• [Problem to work on]:
Return, word for word, every entry in the listing below, but not its images.
↓
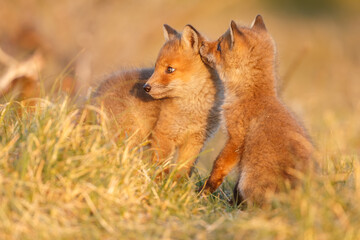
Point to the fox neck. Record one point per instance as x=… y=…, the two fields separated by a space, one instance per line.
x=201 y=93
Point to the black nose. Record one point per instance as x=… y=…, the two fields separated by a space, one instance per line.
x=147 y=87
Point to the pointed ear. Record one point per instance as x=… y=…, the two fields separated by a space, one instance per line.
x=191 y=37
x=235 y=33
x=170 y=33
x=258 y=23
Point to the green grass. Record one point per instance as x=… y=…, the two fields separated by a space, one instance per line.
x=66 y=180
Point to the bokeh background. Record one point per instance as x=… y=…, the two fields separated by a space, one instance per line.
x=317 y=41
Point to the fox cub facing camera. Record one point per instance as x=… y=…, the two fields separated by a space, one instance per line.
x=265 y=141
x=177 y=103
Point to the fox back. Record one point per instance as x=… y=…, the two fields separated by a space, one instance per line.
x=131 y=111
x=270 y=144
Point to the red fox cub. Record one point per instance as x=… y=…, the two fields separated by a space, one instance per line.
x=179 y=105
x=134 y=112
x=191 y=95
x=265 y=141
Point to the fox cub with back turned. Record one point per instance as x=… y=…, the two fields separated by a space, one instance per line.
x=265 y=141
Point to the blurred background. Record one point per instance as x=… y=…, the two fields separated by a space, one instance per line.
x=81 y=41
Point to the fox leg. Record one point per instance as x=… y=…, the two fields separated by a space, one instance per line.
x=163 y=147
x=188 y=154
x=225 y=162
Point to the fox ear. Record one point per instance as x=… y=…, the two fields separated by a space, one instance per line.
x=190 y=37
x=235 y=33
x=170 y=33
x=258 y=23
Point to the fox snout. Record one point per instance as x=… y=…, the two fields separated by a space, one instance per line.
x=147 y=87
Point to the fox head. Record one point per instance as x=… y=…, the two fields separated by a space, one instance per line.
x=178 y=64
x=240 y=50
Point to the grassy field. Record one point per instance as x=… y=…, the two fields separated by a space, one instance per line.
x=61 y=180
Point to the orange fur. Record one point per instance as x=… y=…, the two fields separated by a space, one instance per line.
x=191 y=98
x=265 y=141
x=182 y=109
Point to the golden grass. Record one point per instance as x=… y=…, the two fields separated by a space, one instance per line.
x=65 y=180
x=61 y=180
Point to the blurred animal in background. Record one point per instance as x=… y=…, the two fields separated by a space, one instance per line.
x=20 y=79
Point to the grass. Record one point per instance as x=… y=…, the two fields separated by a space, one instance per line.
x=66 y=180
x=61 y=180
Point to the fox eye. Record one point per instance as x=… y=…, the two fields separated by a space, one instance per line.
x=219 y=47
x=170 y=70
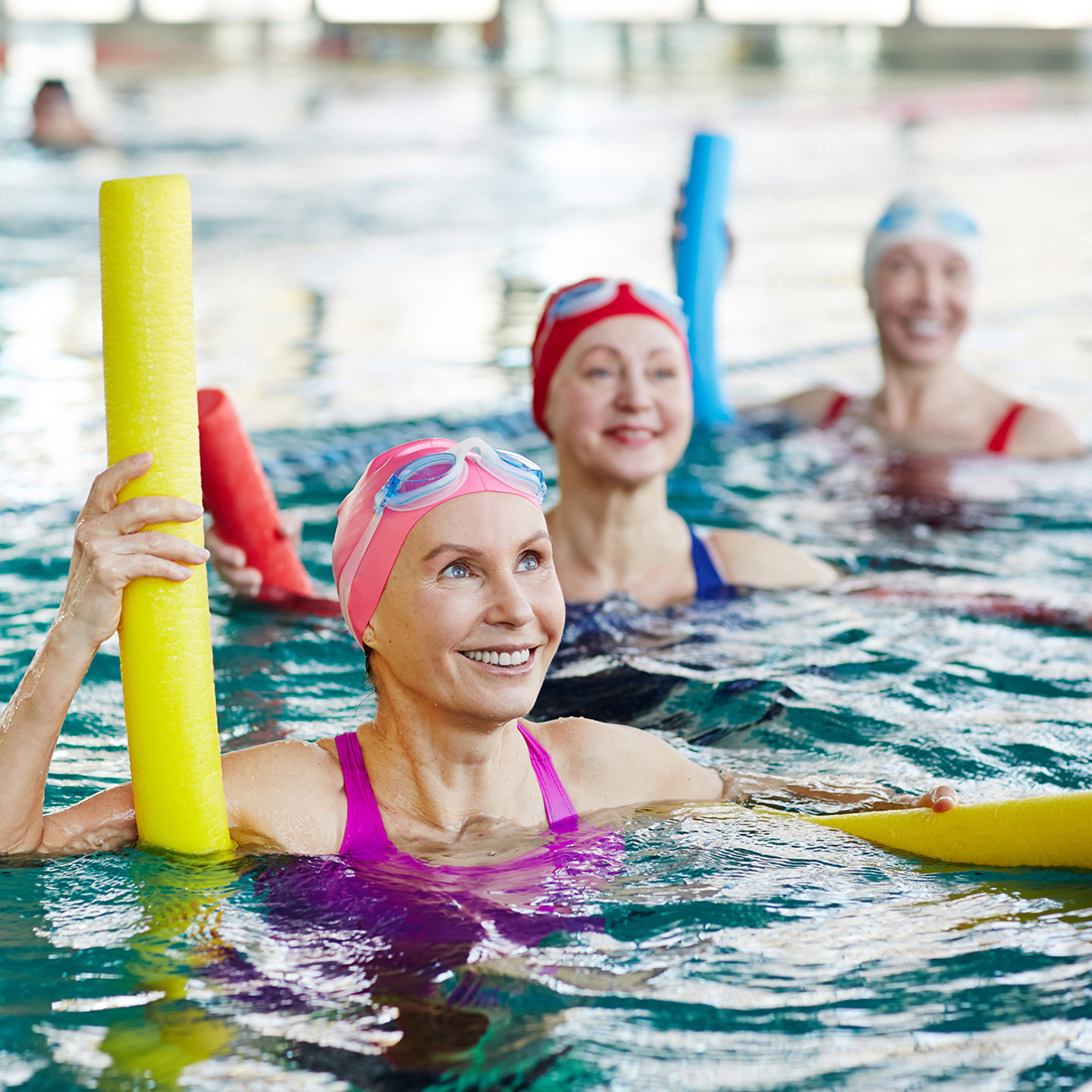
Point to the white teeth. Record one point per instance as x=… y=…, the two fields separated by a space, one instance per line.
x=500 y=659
↑
• [Exercise solution]:
Point to the fox neck. Record one point per instance as x=… y=…, the two fields separated by a space, one instance per line.
x=201 y=93
Point to the black nose. Record one point per instance as x=… y=…, the two fields separated by a space, one instance per line.
x=147 y=87
Point to the pointed ear. Record one point per instance as x=… y=…, the two fields separated by a space, one instance per line.
x=191 y=37
x=235 y=33
x=170 y=33
x=258 y=23
Point to the green grass. Record one point per instance as x=… y=…, the two fields separated by a space, one instance per line.
x=66 y=180
Point to the bokeh background. Record one point per instance as x=… y=…, the two fields separated by a space, one instance per line.
x=317 y=41
Point to the fox cub facing camera. Record one point per instance as x=… y=…, the two fields separated by a space, one instance per line.
x=265 y=141
x=177 y=103
Point to the fox back. Record one point per instance as x=… y=…, the two fields separated by a space, one instance per line.
x=131 y=111
x=270 y=144
Point to the red fox cub. Record one point per instance as x=… y=…, the two fields separated by a space, one instance per line.
x=179 y=105
x=134 y=112
x=191 y=95
x=265 y=141
Point to the fox cub with back turned. Record one point per instance as x=… y=…, the two fields separated by a space, one instance per line.
x=265 y=141
Point to the blurred background. Record one point per instance as x=… y=…, the two fields separated by a space, one instance per line.
x=81 y=41
Point to the fox leg. Record one point per instance as x=… y=…, the two fields separated by a space, one instance per line.
x=163 y=147
x=188 y=154
x=225 y=162
Point to the fox ear. Record one point per instance as x=… y=…, the two fields separated by a space, one instance per line.
x=190 y=37
x=235 y=33
x=170 y=33
x=258 y=23
Point to the fox snout. Record one point per instance as x=… y=…, the two fields separated by a space, one instance per line.
x=147 y=87
Point to the fox head. Record one point per instance as x=… y=…, the two fields separated by a space, one instance per line.
x=178 y=64
x=240 y=50
Point to the grassy field. Record one point per instance as x=… y=…, the two fields separated by a space, one instance per line.
x=61 y=180
Point to the orange fur. Record one point per instance as x=… y=…, the two fields separated by a space, one instance per line.
x=191 y=98
x=265 y=141
x=182 y=109
Point to the golden grass. Record one point per instance as x=… y=…, the two fields separated by a space, one instance per line.
x=65 y=180
x=61 y=180
Point to the blurred animal in background. Record one point per instance as x=… y=…, the two fields separated by a space, one instance per line.
x=20 y=79
Point to the grass. Record one point per instance as x=… y=…, the two fields separated by a space, one instance per line.
x=66 y=180
x=61 y=180
Point to the fox eye. Record one point per instance as x=… y=…, the two fields separated by a space, one instance per line.
x=219 y=47
x=170 y=70
Point to the white teeth. Record one point per instance as x=… y=…, the two fields separated by a space, one instance per line.
x=500 y=659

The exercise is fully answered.